Copy out all the rows below, requests included, but multiply each pixel coordinate in the answers by 0.85 and round it to a whole number, with halves rounding up. Leave the pictures out.

┌─ Extracted records

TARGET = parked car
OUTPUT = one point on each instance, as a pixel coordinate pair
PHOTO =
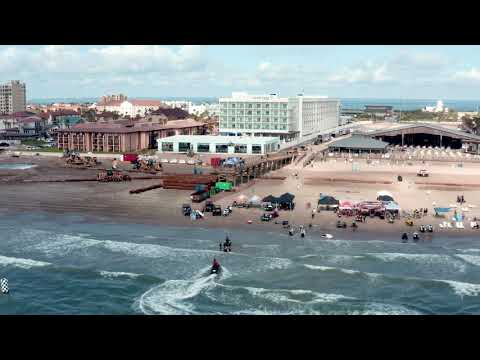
(186, 209)
(208, 206)
(423, 173)
(268, 207)
(266, 217)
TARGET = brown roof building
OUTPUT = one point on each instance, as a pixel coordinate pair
(123, 135)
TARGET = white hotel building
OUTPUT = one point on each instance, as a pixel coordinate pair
(273, 116)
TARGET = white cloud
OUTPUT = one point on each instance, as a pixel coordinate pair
(364, 73)
(471, 74)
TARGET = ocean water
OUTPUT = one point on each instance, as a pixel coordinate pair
(346, 103)
(411, 104)
(70, 265)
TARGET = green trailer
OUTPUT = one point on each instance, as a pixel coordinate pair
(223, 186)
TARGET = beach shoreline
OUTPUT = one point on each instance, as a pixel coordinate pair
(113, 201)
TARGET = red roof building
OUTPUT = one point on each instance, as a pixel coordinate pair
(123, 135)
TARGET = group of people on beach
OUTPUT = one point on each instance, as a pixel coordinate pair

└─

__Reply to the exercise__:
TARGET = parked car
OUTPUT = one point on each instance, as a pixel coordinate pair
PHOTO =
(158, 178)
(177, 175)
(360, 147)
(228, 176)
(226, 184)
TARGET = brown roof building
OUTPUT = one point on each instance, as a pixel coordinate pair
(105, 115)
TARGET = white hotel building
OUTPUT = one point on each instance, as a pixel coordinate pair
(232, 99)
TARGET = white cloud
OUTPUT = one point on each instance, as a pixel coordinate pair
(309, 62)
(400, 63)
TARGET = ocean water
OUTPUT = one point on each instance, as a pixel coordinate pair
(294, 88)
(349, 88)
(60, 225)
TARGET = green trailer
OUTPUT = one point on each instance, as a pixel coordinate pair
(190, 158)
TARGET = beach shoreline
OUTPUT = one point on each instance, as a pixel coordinate pair
(96, 171)
TARGET = red roof building
OUTPUT = one point on each instance, as a pixel coordinate pair
(105, 115)
TARGET = group of people on beach
OUTPUT = one point on each instance, as a pixel coordinate pair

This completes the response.